**TASK DESCRIPTION:** Among the lines below, tally those that hold "plate". Return the number and nothing more.

———

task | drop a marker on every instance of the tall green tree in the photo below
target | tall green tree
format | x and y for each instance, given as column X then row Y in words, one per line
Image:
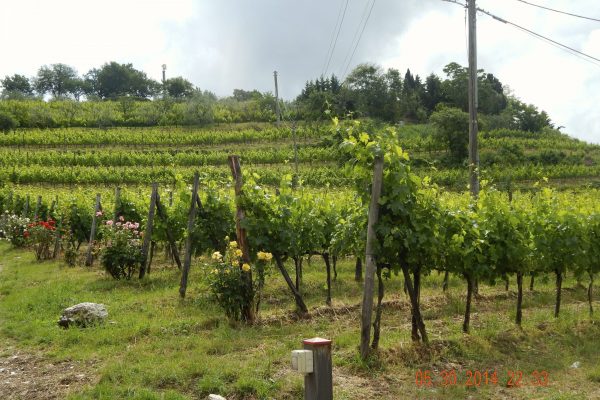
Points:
column 114, row 80
column 179, row 88
column 452, row 130
column 58, row 80
column 16, row 87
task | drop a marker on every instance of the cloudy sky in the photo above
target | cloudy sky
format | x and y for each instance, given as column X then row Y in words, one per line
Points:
column 224, row 44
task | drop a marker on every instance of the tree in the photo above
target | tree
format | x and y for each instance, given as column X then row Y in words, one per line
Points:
column 369, row 90
column 433, row 94
column 491, row 97
column 8, row 122
column 526, row 117
column 16, row 87
column 114, row 80
column 246, row 95
column 59, row 80
column 452, row 129
column 179, row 88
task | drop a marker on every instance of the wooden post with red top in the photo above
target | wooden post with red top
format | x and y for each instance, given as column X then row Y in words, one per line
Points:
column 319, row 384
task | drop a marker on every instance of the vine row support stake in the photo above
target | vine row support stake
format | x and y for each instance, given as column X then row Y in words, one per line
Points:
column 163, row 216
column 371, row 266
column 89, row 259
column 187, row 259
column 148, row 233
column 242, row 240
column 117, row 204
column 38, row 205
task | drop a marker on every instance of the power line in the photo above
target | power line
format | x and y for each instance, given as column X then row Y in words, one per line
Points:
column 577, row 53
column 558, row 11
column 333, row 42
column 359, row 37
column 362, row 18
column 591, row 59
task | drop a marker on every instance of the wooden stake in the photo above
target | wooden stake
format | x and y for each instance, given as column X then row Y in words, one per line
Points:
column 38, row 205
column 148, row 232
column 236, row 172
column 187, row 260
column 371, row 265
column 117, row 204
column 163, row 216
column 89, row 258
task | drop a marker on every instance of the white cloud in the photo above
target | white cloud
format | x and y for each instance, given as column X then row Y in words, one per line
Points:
column 226, row 44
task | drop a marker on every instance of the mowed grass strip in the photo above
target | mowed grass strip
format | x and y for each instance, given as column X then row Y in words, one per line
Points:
column 156, row 346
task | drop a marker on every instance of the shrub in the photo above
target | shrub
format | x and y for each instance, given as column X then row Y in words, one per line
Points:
column 121, row 253
column 228, row 284
column 41, row 237
column 14, row 229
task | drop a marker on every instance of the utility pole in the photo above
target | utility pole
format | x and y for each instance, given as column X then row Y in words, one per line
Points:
column 473, row 128
column 164, row 79
column 277, row 108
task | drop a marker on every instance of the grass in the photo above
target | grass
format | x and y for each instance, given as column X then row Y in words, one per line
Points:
column 156, row 346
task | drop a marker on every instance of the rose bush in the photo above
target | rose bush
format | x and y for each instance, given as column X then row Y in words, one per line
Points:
column 121, row 251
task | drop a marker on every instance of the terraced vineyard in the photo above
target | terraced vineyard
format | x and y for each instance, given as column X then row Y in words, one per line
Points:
column 138, row 156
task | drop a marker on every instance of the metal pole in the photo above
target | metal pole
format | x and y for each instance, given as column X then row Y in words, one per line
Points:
column 473, row 103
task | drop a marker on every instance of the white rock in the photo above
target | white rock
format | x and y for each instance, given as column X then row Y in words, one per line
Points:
column 83, row 314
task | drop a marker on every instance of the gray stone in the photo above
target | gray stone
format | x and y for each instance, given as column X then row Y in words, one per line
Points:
column 83, row 314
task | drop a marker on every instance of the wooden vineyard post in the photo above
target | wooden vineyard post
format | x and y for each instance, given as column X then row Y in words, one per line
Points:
column 370, row 268
column 318, row 385
column 57, row 235
column 57, row 239
column 117, row 204
column 89, row 259
column 236, row 172
column 38, row 205
column 163, row 216
column 148, row 233
column 26, row 209
column 187, row 259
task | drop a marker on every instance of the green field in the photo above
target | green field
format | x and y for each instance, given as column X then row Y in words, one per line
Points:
column 538, row 217
column 156, row 346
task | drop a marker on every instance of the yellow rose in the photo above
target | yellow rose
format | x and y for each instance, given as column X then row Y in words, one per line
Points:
column 263, row 256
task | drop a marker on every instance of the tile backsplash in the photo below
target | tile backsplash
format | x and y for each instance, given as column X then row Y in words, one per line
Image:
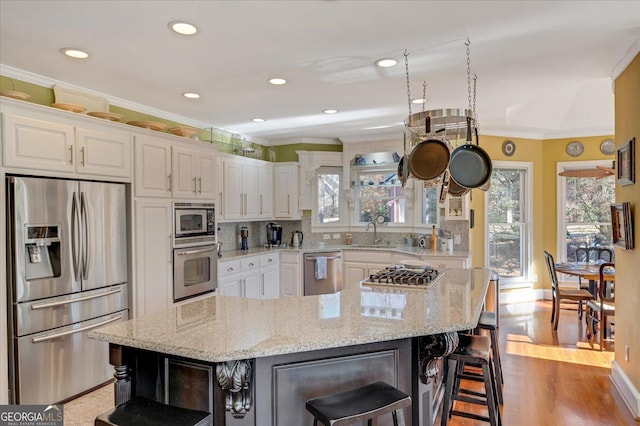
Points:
column 229, row 234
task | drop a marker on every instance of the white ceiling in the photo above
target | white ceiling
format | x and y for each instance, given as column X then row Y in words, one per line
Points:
column 544, row 68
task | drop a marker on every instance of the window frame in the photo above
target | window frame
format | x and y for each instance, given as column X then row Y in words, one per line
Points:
column 561, row 247
column 527, row 278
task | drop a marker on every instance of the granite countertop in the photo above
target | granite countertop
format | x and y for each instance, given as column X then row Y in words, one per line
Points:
column 232, row 254
column 223, row 328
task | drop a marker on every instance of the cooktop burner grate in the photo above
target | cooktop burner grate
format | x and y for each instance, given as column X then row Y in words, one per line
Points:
column 401, row 276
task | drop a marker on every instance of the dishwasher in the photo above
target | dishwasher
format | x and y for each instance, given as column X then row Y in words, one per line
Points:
column 322, row 273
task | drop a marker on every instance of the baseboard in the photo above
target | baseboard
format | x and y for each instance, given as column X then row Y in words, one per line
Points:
column 627, row 390
column 521, row 295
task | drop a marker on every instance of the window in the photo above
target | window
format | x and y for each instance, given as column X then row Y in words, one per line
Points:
column 508, row 213
column 328, row 191
column 583, row 209
column 380, row 193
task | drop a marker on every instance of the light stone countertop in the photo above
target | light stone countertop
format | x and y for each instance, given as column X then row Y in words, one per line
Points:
column 233, row 254
column 223, row 328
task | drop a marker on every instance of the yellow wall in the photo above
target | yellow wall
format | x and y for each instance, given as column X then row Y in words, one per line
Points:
column 627, row 108
column 544, row 154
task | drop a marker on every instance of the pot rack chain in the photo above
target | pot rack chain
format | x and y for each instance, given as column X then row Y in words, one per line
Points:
column 468, row 44
column 406, row 65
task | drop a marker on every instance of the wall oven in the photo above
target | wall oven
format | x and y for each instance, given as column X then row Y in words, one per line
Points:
column 195, row 257
column 195, row 271
column 193, row 224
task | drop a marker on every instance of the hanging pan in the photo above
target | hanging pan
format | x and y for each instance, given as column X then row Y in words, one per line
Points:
column 457, row 190
column 470, row 165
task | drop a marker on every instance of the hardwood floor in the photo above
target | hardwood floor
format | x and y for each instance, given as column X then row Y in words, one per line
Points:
column 550, row 378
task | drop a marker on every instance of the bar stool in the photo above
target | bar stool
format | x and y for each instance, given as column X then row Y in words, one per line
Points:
column 356, row 405
column 488, row 321
column 144, row 412
column 472, row 351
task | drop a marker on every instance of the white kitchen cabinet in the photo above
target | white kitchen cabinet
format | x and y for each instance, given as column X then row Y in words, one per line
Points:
column 152, row 288
column 285, row 190
column 254, row 277
column 241, row 190
column 193, row 174
column 49, row 146
column 290, row 274
column 265, row 192
column 152, row 167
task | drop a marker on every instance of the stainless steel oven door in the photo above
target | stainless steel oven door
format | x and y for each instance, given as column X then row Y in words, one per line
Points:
column 195, row 271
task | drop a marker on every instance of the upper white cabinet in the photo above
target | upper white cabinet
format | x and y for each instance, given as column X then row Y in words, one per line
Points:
column 265, row 192
column 286, row 191
column 246, row 189
column 57, row 147
column 193, row 173
column 152, row 167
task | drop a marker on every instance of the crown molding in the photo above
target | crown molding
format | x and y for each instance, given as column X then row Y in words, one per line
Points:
column 48, row 82
column 626, row 60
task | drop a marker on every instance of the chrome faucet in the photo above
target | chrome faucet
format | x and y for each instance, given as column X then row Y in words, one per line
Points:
column 376, row 240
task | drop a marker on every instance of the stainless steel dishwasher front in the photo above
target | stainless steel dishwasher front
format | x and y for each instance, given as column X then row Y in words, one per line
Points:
column 315, row 281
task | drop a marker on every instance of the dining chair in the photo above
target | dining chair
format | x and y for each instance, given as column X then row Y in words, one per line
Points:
column 591, row 254
column 603, row 307
column 563, row 293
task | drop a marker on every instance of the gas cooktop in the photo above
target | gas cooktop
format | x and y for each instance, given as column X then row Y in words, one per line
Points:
column 400, row 276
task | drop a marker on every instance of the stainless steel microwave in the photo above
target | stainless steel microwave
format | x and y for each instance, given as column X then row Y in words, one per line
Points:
column 194, row 223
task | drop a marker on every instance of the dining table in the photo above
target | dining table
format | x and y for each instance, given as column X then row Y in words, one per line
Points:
column 587, row 271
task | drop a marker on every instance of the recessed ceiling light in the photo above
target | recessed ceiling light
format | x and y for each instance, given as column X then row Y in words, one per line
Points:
column 75, row 53
column 183, row 28
column 386, row 62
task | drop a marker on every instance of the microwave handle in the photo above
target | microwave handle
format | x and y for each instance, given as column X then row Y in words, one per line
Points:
column 186, row 252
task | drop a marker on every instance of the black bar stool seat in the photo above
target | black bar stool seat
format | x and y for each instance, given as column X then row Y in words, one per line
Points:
column 144, row 412
column 472, row 351
column 356, row 405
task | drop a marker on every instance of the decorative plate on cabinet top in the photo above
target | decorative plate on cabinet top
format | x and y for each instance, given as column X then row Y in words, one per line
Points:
column 187, row 132
column 151, row 125
column 69, row 107
column 111, row 116
column 608, row 146
column 15, row 95
column 508, row 148
column 575, row 148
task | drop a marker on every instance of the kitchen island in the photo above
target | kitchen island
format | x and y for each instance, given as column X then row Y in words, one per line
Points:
column 255, row 362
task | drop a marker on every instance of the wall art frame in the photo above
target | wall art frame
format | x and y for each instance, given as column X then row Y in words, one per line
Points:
column 622, row 225
column 627, row 163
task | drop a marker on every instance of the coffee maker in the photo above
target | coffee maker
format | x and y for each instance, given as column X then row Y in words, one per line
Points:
column 244, row 238
column 274, row 234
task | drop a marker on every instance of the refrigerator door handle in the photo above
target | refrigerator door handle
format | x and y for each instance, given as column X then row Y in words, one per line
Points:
column 79, row 299
column 77, row 330
column 85, row 234
column 75, row 237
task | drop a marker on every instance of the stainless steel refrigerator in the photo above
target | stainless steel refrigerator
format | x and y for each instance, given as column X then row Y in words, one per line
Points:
column 67, row 263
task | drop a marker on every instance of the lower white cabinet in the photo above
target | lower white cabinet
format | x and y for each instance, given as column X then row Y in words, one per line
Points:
column 290, row 274
column 153, row 285
column 256, row 277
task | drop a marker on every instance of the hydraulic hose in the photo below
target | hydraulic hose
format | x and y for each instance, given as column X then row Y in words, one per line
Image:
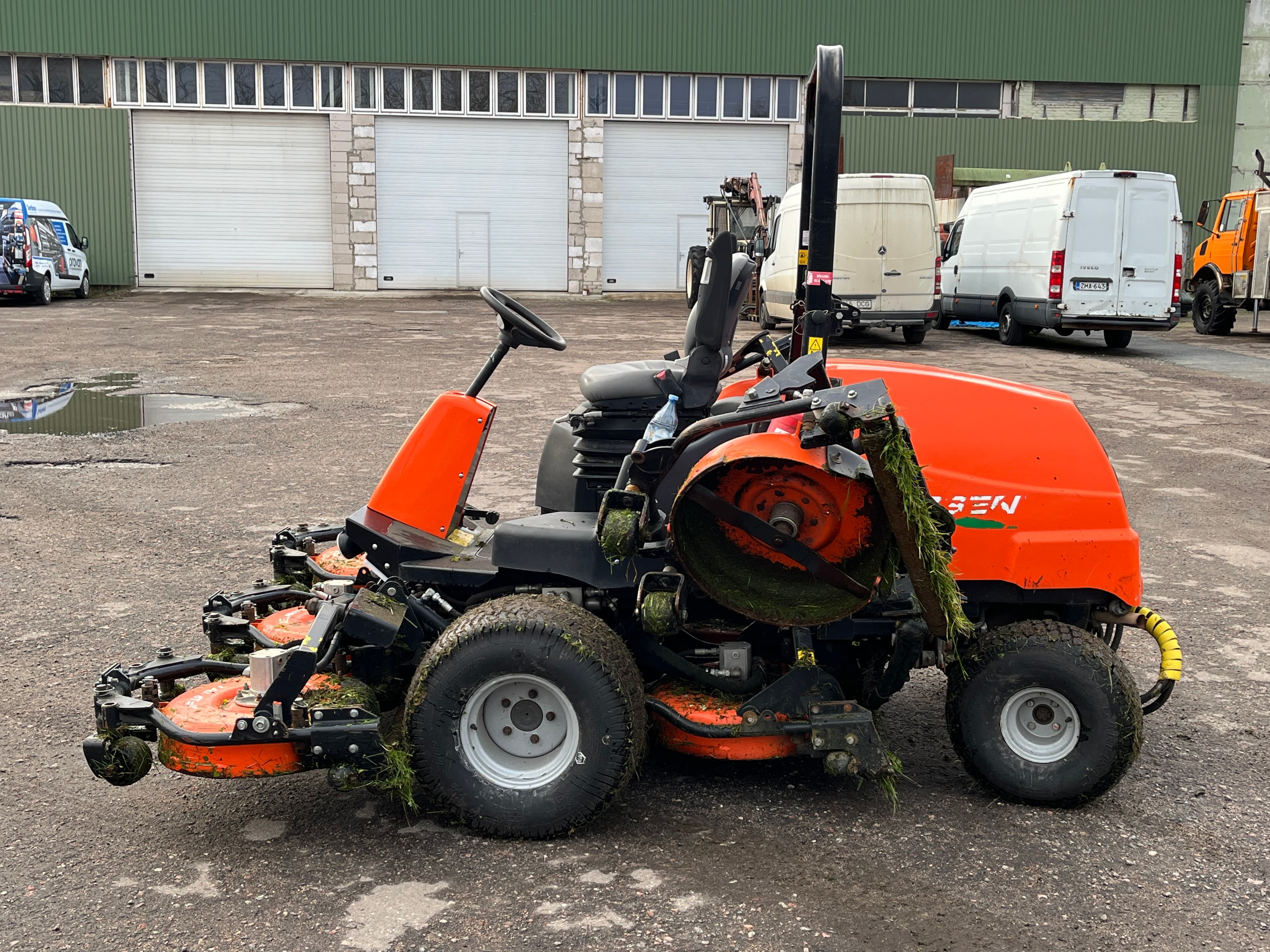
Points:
column 1170, row 659
column 1170, row 652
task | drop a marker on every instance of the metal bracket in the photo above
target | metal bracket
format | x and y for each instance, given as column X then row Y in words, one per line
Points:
column 846, row 727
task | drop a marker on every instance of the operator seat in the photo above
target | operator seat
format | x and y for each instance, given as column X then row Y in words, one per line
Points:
column 706, row 343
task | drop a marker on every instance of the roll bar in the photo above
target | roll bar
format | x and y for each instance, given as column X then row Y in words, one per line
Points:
column 822, row 117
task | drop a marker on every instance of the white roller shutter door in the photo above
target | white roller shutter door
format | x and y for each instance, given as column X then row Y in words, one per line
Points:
column 469, row 202
column 233, row 200
column 656, row 176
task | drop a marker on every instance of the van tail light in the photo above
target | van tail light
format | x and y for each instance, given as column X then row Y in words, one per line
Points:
column 1056, row 275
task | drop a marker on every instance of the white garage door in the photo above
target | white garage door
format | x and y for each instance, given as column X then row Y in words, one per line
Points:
column 469, row 202
column 233, row 200
column 656, row 176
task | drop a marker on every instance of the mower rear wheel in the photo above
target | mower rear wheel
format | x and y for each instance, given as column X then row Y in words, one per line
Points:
column 1043, row 713
column 526, row 718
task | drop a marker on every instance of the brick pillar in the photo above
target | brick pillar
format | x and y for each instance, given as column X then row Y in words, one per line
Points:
column 341, row 240
column 586, row 206
column 361, row 205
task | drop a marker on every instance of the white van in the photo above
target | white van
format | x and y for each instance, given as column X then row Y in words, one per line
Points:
column 1080, row 251
column 886, row 253
column 40, row 252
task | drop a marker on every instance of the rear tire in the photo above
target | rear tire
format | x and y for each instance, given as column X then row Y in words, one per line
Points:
column 592, row 714
column 1117, row 339
column 1009, row 678
column 697, row 261
column 1010, row 332
column 915, row 336
column 44, row 293
column 1208, row 314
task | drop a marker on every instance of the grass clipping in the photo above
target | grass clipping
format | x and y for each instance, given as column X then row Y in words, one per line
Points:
column 900, row 460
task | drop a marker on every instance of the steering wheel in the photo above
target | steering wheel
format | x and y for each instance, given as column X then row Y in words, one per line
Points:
column 519, row 324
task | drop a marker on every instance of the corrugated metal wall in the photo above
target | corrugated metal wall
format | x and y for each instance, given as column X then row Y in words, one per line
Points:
column 1165, row 41
column 1193, row 151
column 79, row 159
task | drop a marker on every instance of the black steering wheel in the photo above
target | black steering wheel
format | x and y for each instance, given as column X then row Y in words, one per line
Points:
column 519, row 324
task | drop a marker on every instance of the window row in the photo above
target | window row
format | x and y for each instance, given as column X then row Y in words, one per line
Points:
column 931, row 98
column 656, row 96
column 426, row 89
column 272, row 86
column 53, row 79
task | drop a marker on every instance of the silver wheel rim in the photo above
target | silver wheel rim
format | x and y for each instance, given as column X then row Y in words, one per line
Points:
column 520, row 732
column 1040, row 725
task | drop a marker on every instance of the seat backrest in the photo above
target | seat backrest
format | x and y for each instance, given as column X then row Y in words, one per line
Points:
column 714, row 318
column 713, row 323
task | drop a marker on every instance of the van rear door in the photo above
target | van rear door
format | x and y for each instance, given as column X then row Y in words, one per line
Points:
column 1149, row 248
column 909, row 249
column 858, row 242
column 1093, row 257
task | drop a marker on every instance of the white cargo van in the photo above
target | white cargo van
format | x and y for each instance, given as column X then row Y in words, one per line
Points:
column 40, row 252
column 884, row 254
column 1080, row 251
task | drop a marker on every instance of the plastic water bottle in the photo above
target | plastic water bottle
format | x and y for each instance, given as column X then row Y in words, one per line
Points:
column 663, row 423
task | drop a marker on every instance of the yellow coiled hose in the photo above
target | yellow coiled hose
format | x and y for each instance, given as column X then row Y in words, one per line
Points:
column 1170, row 658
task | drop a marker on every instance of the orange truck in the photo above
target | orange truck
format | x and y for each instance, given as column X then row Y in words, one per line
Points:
column 1230, row 268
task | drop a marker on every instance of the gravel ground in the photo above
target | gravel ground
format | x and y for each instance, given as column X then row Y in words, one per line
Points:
column 110, row 544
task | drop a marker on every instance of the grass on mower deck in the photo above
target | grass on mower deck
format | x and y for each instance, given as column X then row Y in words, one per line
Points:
column 898, row 457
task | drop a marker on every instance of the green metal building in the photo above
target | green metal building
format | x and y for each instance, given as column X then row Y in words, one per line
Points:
column 557, row 145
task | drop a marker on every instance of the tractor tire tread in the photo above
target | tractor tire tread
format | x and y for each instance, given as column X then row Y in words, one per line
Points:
column 1086, row 651
column 550, row 621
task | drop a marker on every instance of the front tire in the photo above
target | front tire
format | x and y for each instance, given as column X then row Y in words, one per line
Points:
column 526, row 718
column 44, row 294
column 1117, row 339
column 1043, row 713
column 1010, row 332
column 1208, row 314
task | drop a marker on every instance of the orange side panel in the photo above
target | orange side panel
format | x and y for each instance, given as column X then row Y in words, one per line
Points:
column 286, row 626
column 427, row 483
column 1034, row 496
column 703, row 707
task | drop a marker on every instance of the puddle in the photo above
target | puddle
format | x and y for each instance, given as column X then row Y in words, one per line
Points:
column 107, row 405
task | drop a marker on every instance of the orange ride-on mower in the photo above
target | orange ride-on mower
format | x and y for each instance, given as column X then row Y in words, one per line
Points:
column 751, row 575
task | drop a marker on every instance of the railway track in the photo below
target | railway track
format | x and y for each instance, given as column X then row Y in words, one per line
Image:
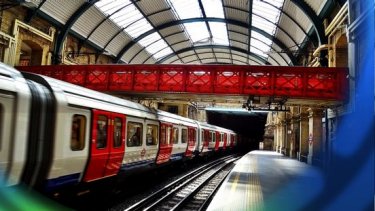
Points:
column 190, row 192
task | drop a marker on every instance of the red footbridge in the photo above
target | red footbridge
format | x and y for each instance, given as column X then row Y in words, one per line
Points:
column 293, row 82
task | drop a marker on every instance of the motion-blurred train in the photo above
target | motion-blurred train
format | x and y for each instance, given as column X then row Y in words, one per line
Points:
column 55, row 134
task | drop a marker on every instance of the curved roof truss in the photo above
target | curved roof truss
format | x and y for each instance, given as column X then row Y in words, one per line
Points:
column 191, row 20
column 248, row 26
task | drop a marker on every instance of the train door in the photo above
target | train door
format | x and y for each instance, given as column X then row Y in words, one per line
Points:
column 216, row 136
column 179, row 147
column 231, row 140
column 166, row 145
column 191, row 139
column 107, row 145
column 225, row 145
column 6, row 123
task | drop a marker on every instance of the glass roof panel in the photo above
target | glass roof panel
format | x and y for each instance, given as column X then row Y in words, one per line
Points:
column 154, row 44
column 260, row 45
column 261, row 37
column 162, row 53
column 213, row 8
column 125, row 15
column 219, row 32
column 257, row 51
column 128, row 17
column 186, row 9
column 263, row 9
column 198, row 32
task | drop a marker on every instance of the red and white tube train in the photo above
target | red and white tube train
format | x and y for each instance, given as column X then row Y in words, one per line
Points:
column 55, row 134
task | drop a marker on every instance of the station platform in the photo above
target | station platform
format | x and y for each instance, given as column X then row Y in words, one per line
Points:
column 266, row 180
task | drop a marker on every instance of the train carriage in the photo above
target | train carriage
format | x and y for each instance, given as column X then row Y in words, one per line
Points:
column 58, row 134
column 14, row 118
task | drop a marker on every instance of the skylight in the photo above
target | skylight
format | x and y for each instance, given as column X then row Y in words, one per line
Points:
column 129, row 18
column 219, row 30
column 213, row 8
column 198, row 31
column 263, row 17
column 154, row 43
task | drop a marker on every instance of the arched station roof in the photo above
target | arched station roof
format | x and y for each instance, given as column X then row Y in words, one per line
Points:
column 256, row 32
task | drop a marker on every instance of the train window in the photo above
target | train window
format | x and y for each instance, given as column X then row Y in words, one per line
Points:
column 101, row 132
column 134, row 135
column 152, row 135
column 1, row 123
column 175, row 135
column 77, row 135
column 168, row 135
column 117, row 132
column 184, row 135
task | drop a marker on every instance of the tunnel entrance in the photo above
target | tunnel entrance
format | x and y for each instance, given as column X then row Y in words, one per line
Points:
column 249, row 125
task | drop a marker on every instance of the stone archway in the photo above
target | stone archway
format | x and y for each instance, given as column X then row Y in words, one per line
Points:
column 31, row 53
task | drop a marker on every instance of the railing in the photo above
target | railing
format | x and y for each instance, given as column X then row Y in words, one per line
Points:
column 293, row 82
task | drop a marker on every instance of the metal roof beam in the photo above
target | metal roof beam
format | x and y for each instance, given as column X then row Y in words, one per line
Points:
column 65, row 30
column 250, row 12
column 226, row 25
column 212, row 46
column 259, row 41
column 152, row 24
column 221, row 20
column 31, row 13
column 122, row 28
column 245, row 57
column 315, row 20
column 277, row 26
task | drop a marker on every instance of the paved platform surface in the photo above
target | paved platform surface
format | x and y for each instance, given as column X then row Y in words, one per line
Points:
column 265, row 180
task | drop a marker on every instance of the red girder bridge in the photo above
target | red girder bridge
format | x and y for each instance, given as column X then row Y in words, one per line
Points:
column 313, row 83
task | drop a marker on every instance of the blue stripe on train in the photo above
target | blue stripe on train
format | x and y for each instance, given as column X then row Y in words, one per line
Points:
column 62, row 181
column 177, row 157
column 137, row 164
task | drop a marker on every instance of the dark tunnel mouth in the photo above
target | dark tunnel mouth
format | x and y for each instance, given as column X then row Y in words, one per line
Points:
column 249, row 126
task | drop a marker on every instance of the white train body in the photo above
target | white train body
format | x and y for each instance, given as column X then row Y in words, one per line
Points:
column 55, row 134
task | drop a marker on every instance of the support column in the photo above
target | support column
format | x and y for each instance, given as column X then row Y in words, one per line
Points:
column 315, row 137
column 303, row 137
column 279, row 137
column 288, row 137
column 294, row 136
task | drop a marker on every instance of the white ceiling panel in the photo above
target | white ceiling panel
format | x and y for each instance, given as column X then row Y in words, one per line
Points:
column 209, row 60
column 182, row 45
column 190, row 58
column 316, row 5
column 187, row 53
column 60, row 10
column 118, row 43
column 132, row 52
column 237, row 15
column 223, row 55
column 205, row 50
column 206, row 55
column 236, row 3
column 227, row 61
column 161, row 18
column 176, row 38
column 149, row 7
column 88, row 21
column 171, row 30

———

**ANSWER SECTION:** 2